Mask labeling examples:
———

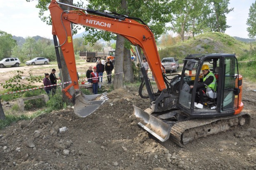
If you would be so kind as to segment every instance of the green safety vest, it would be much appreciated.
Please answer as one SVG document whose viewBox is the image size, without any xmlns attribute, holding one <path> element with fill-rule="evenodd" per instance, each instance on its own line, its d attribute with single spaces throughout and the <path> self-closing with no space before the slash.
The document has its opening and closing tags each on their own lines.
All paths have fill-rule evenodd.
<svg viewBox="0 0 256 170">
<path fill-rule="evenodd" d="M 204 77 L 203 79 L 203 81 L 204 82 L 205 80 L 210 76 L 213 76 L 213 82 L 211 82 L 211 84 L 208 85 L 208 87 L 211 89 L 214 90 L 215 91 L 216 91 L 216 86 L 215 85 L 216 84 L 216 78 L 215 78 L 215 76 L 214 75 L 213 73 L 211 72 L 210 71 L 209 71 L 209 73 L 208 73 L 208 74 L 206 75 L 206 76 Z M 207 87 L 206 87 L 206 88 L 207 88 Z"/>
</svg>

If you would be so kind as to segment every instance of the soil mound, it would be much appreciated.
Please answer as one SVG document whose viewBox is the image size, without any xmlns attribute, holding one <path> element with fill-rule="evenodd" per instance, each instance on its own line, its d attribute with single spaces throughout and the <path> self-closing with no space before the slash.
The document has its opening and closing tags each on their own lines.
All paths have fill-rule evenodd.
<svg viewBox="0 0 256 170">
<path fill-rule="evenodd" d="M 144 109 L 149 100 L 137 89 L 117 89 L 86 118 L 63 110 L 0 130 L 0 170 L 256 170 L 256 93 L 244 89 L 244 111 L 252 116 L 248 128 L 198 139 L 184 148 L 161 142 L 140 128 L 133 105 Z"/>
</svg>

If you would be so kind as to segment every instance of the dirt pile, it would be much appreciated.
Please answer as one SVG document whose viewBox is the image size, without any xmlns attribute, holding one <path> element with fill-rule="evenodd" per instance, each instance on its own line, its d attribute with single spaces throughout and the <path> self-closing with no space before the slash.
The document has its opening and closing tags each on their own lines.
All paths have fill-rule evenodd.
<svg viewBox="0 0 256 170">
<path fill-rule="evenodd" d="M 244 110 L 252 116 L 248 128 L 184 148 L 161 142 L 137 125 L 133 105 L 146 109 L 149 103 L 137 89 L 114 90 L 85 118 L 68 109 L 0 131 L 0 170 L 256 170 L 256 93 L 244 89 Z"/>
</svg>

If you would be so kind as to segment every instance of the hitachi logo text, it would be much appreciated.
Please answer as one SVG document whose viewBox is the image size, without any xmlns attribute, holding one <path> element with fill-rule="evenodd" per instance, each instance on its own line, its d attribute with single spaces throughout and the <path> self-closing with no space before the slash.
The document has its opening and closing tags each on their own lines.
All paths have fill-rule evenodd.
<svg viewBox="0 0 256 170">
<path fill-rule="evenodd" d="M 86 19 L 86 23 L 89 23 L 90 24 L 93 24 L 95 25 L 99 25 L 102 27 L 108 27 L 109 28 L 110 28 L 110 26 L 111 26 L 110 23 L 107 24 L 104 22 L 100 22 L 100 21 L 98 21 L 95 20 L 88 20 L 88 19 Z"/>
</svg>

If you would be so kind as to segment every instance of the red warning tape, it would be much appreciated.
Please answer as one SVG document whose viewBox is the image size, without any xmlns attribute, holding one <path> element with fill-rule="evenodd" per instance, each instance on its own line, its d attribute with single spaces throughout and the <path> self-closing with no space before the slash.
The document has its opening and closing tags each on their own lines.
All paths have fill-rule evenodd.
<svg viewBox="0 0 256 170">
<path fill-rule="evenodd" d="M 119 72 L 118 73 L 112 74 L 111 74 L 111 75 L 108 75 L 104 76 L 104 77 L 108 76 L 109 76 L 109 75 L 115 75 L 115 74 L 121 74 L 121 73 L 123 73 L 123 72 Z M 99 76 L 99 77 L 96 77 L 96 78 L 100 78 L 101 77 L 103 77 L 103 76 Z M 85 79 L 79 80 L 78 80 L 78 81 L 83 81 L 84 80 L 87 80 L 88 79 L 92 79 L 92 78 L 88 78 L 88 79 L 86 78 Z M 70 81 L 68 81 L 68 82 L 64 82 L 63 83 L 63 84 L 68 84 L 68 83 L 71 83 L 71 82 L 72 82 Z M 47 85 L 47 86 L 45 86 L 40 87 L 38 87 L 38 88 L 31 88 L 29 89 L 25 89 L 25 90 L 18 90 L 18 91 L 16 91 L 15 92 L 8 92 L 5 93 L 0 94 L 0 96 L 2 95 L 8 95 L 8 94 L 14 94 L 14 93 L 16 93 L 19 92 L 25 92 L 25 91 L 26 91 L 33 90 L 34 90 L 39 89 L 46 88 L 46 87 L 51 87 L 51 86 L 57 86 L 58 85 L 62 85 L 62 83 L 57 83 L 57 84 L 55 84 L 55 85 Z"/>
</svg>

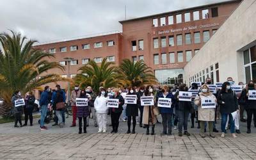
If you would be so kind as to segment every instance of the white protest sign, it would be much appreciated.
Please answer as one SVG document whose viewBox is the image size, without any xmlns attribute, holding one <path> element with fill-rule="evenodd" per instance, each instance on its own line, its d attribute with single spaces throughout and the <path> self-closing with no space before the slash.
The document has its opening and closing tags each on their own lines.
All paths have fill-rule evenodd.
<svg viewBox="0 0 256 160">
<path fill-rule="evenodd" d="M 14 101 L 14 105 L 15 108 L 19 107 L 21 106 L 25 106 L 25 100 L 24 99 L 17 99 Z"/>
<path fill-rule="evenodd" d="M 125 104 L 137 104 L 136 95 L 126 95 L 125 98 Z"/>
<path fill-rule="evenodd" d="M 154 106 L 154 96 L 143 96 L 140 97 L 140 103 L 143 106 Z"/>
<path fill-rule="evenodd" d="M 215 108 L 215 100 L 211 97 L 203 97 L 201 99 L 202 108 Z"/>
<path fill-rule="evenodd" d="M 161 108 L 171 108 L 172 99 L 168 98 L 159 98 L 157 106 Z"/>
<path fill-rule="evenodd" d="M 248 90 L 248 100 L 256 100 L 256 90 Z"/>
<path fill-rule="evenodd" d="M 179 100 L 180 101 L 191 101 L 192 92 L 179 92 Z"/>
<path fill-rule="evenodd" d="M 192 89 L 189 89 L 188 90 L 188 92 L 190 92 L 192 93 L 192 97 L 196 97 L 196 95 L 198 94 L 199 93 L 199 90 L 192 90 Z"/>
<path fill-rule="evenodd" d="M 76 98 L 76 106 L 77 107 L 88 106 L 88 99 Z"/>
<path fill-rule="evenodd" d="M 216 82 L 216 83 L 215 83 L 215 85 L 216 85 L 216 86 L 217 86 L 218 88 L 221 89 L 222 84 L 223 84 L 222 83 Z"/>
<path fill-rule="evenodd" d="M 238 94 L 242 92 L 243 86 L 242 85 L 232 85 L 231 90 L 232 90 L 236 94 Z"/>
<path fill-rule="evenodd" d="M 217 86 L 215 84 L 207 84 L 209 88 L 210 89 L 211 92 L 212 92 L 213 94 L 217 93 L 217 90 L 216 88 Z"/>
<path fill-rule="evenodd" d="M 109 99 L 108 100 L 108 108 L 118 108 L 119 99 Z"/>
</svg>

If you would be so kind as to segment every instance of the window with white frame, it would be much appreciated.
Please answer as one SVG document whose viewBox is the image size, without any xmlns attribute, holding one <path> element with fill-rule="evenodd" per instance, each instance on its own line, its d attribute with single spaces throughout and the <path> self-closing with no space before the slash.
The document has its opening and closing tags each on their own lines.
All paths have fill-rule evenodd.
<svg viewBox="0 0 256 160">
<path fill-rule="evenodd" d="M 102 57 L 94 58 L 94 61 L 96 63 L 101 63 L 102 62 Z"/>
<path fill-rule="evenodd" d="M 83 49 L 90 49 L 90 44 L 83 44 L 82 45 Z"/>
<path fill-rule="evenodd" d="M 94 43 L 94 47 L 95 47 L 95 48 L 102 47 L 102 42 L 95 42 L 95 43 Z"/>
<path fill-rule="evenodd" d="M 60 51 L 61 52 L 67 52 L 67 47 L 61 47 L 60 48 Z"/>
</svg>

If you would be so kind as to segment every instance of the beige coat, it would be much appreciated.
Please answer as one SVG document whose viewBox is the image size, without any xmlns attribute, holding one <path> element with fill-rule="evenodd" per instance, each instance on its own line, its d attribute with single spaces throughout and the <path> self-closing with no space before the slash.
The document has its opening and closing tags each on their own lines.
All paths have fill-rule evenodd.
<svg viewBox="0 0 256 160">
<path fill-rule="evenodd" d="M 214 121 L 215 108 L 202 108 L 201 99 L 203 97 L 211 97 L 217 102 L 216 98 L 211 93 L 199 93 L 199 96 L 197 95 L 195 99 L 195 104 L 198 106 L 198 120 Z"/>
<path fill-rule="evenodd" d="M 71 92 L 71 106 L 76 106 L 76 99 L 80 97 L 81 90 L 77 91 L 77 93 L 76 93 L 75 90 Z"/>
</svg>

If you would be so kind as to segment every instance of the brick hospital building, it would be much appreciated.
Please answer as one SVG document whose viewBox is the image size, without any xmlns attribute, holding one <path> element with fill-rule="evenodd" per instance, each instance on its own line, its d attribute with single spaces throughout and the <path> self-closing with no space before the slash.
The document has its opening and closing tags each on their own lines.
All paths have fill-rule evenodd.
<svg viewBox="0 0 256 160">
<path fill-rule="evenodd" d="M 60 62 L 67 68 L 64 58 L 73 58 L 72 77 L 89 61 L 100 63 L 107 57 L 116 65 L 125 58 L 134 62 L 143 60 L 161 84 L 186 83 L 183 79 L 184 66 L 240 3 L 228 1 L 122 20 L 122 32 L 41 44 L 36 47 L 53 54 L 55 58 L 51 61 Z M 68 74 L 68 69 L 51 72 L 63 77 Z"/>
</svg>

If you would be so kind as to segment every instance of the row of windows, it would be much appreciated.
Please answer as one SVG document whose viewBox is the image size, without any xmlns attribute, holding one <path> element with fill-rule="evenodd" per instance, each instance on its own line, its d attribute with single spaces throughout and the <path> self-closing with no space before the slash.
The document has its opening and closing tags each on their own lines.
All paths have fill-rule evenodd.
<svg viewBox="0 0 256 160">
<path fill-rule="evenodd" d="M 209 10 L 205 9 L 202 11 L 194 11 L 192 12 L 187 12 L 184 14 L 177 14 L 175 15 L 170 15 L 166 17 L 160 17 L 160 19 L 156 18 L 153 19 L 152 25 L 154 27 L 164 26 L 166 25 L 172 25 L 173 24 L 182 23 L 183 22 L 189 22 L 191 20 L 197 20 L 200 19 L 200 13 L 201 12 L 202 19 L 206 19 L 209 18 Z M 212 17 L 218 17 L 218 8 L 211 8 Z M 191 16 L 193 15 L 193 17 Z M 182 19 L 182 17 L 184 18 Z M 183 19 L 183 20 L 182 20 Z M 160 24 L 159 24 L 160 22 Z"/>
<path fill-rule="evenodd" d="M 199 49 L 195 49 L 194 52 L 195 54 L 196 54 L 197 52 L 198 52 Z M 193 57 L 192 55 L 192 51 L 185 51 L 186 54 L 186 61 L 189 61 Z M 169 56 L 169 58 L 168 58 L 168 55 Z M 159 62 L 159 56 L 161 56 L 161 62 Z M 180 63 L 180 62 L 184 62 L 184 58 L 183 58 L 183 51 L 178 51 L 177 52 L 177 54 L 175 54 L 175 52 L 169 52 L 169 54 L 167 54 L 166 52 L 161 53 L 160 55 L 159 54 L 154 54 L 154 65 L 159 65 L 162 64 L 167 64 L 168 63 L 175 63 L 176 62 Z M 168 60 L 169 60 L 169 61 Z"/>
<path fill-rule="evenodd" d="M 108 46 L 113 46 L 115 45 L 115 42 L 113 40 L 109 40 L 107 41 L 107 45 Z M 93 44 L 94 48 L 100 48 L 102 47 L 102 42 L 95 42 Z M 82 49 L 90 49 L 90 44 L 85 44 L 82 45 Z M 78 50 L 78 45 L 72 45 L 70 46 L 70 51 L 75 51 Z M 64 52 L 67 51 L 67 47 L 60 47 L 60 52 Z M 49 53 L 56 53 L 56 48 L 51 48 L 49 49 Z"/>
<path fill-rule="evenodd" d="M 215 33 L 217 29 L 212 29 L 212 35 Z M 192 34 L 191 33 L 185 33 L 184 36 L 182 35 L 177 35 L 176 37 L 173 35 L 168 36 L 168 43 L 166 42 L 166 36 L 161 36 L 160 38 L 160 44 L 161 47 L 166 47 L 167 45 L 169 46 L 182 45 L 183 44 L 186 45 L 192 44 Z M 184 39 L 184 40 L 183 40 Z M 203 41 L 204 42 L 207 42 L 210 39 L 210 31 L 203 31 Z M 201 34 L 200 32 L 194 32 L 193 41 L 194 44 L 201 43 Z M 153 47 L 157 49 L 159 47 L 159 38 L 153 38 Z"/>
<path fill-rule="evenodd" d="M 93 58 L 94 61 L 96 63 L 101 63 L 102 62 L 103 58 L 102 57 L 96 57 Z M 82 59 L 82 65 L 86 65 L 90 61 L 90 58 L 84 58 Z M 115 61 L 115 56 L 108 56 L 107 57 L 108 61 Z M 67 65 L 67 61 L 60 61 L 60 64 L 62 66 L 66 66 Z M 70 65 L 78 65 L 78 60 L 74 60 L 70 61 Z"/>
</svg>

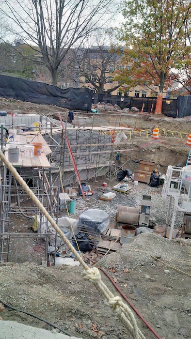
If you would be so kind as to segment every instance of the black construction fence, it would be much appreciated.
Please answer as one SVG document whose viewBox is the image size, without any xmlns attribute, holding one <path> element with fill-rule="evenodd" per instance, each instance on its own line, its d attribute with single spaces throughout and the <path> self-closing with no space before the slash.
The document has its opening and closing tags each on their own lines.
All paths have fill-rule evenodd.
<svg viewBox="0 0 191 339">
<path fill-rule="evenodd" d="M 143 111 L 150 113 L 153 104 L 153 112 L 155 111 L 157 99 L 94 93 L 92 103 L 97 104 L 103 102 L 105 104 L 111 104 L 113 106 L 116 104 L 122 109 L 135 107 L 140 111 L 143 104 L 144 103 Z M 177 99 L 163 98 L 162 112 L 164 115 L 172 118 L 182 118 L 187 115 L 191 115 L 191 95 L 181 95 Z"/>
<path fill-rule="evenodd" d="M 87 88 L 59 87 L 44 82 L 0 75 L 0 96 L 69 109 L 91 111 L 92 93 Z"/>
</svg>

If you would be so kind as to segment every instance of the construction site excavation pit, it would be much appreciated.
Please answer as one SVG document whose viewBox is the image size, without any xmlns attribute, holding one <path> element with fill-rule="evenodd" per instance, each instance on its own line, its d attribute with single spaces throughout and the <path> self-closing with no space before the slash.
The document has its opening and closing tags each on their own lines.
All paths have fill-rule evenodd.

———

Transcribe exactly the line containing "pit, it would be much appreciated." and all remaining lines of the material, ending with the last one.

If you would be so kind as to segment every instance of the construction site excavation pit, it would be much appreciated.
Please answer as one SVG document whose viewBox is the image size, without any xmlns attribute, holding one <path> element with fill-rule="evenodd" per instance, each instance on its own line, its d attribute with single spaces throughout and the <path> self-closing with no space before the slash.
The document has its opening and closing tags each on their own lines.
All paths have fill-rule evenodd.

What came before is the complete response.